--- Begin Data in this exercise ---
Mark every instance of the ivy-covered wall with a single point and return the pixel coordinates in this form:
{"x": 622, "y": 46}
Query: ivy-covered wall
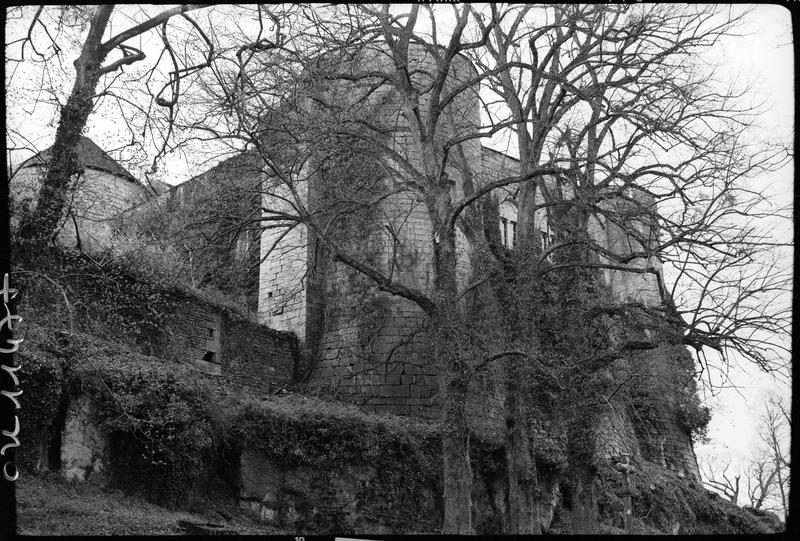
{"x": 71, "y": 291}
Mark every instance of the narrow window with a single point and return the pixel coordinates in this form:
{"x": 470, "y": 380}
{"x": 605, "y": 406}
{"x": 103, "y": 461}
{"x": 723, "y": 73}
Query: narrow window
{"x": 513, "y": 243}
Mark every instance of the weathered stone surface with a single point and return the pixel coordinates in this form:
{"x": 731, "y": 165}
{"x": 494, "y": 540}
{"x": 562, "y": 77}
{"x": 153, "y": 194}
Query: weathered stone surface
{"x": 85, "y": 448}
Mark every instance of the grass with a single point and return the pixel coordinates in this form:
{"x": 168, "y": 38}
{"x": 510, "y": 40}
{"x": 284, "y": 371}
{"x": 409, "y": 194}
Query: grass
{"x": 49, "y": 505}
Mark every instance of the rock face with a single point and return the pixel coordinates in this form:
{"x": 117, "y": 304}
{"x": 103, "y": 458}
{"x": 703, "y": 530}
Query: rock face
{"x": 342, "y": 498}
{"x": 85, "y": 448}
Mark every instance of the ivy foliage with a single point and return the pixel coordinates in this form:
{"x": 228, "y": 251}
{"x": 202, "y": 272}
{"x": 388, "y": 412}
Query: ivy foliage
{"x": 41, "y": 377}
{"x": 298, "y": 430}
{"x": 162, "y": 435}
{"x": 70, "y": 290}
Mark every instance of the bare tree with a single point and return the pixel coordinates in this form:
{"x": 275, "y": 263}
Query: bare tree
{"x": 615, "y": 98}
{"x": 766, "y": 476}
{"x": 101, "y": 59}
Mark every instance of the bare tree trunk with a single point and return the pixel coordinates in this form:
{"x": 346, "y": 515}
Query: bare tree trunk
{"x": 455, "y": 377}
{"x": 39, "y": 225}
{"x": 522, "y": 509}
--- End Data in this exercise ---
--- Begin Data in this exercise ---
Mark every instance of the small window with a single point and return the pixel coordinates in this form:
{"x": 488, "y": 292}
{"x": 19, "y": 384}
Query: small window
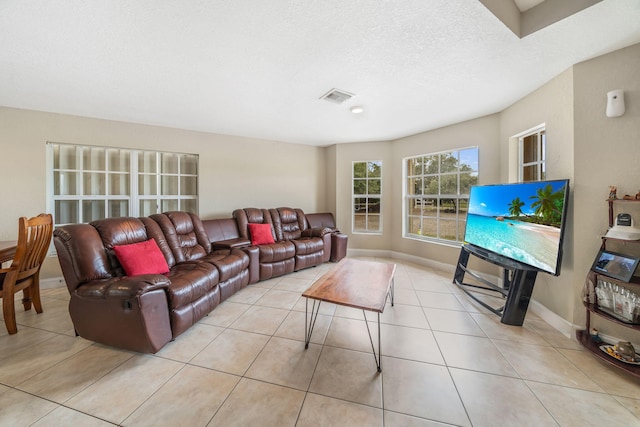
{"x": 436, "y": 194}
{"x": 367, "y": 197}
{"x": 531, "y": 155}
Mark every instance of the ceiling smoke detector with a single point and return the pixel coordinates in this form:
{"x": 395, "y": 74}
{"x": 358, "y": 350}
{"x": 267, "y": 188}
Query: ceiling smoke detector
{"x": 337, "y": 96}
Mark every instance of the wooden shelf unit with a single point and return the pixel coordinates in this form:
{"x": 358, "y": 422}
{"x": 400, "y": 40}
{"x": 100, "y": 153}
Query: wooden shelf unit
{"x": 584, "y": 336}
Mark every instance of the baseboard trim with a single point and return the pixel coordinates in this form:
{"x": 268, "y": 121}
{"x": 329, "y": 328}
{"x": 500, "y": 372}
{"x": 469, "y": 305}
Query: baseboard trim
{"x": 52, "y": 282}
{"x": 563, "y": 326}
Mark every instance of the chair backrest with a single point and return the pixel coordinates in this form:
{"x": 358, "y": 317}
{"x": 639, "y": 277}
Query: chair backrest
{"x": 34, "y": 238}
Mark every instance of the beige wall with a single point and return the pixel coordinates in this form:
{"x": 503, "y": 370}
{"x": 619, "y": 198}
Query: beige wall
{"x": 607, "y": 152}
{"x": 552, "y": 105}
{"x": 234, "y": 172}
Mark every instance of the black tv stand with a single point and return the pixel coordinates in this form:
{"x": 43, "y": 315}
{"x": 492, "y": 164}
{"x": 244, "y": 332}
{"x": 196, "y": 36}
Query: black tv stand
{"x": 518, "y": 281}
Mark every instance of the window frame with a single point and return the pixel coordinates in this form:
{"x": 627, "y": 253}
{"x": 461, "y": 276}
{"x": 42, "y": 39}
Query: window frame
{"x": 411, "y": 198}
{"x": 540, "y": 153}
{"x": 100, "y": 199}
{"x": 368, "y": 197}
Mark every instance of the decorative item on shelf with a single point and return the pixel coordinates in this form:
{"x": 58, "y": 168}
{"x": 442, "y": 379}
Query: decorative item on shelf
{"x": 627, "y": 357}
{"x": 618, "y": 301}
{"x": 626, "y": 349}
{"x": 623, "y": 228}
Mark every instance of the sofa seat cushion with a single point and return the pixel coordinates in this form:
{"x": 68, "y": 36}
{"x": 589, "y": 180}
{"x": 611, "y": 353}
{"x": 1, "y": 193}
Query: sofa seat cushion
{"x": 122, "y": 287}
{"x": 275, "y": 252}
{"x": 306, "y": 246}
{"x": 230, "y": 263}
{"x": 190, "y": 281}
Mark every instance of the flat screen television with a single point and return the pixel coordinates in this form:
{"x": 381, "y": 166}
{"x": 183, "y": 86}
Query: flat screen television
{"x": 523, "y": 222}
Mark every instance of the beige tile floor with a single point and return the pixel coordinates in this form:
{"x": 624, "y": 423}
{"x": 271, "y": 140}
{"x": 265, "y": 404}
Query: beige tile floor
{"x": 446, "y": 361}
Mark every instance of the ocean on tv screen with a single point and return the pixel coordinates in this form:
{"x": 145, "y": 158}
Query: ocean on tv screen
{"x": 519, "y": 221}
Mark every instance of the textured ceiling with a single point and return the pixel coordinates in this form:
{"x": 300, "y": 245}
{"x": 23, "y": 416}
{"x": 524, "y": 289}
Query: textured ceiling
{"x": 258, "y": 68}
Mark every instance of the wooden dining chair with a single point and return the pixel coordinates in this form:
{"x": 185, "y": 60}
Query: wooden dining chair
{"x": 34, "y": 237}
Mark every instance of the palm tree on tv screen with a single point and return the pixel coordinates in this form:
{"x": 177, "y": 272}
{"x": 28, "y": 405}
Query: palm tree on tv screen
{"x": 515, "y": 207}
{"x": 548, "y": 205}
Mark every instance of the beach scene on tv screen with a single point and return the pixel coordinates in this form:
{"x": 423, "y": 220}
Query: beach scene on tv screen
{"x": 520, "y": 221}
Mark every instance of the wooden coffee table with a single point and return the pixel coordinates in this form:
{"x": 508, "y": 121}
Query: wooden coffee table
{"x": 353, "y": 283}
--- End Data in this exercise ---
Count the lines in the entries above that contain the word "television". Reply with the number alone.

2